◆ **TEXT**
○ ○ ○ ○ ○ ○ ○

NEWS

Looking for closure after visit to Waiting Room

Scene from Waiting Room
AWAITING WORD: Anxious parents Jeremy (Jordan Pettle), left, and Chrissie (Michelle Monteith) confront their daughter’s surgeon Andre (Ari Cohen) in Waiting Room.

Review

Waiting Room, by Diane Flacks, directed by Richard Greenblatt, running at Tarragon Theatre’s Mainspace to Feb. 15.

I have spent my share of time at hospitals, from waiting rooms to recovery wards and everything in between.

I know a thing or two about cancer, too. Following a recent operation I found myself recovering for 12 days in an oncology ward where some of my fellow patients never went home at all.

Watching Waiting Room, Tarragon Theatre’s newest drama, brought memories of the experience bubbling to the surface. I presume it would be similar for anyone who has spent a significant amount of time in a hospital. Someone without that experience would leave the show with a solid idea of what a hospital stay is like, but I’m not sure I get what learning that lesson accomplishes.

The drama roughly follows two plotlines: one involving the anxious parents of a baby girl in a cancer unit and the other involving the doctors providing her care.

Parents Chrissie (Michelle Monteith) and Jeremy (Jordan Pettle) anxiously await the results of their daughter’s multiple-week stint in the pediatric ward while doctors try to remove her brain tumour.

Relying on the Internet to fill in the blanks between whatever professionals are telling him, Jeremy demands that his daughter’s surgeon, Andre (Ari Cohen), attempt an experimental — and potentially deadly — treatment after chemotherapy has failed.

While Andre resists, the audience soon learns that behind the scenes he is dealing with early-onset dementia, and demanding that his own colleague/lover, Melissa (Jenny Young), give him an experimental — and also potentially deadly — treatment.

○ ○ ○ ○ ○ ○ ○

◆ **EXERCISE OBJECTIVE**
Extend the theater review of Waiting Room, picking up after its last sentence. The entries come from a separate source and are unrelated to the review.

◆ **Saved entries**
○ ○ ○ ○ ○ ○ ○

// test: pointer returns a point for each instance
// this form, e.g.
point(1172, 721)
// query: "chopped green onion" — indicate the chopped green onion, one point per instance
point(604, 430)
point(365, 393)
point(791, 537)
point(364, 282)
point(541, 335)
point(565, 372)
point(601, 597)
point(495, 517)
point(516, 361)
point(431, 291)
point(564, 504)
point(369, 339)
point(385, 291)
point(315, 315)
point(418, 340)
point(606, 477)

○ ○ ○ ○ ○ ○ ○

◆ **SOLVED EXERCISE**
Their supervisor, Dr. Aayan (Warona Setshwaelo), and Brenda (Jane Spidell), a friend of Chrissie’s whose son survived what the couple’s daughter is now going through, round out the cast.

Waiting Room is written with care and empathy, and reading the playwright’s notes in the program I learn it’s because of Flacks’s own “nine-month sojourn” with her newborn son in the neo-natal intensive care unit at the Hospital For Sick Children.

While not an autobiographical story, the conflicts brought out in the play ring true, as do its characters.

Andre is an abrasive (and often funny) co-protagonist, but — and this is crucial — it’s as easy to understand where he’s coming from as it is to empathize with Chrissie, who spends most of the show on the type of emotional rollercoaster that shoots riders up and down for two hours without letting them pause for breath.

The staging highlights the emotionally draining tone, with actors positioned as if the audience doesn’t exist at all (expect to see a lot of backs). The set incorporates the stage’s exit, and a “hallway” cuts through the audience, as if the characters are trying to ignore anyone who has the audacity to be in the waiting room during some of the most important moments of their lives.

Waiting Room is engaging, well written, solidly directed (by Richard Greenblatt) and superbly acted. At least 80 percent of the audience gave it a loud standing ovation. However, I am left wondering just who this show is for.

Both I and the friend who joined me have strong hospital memories. I learned later that many in the audience with us were from Sick Kids. And as mentioned above, someone without our experience would leave with a solid idea of what a hospital stay is like. But to what end?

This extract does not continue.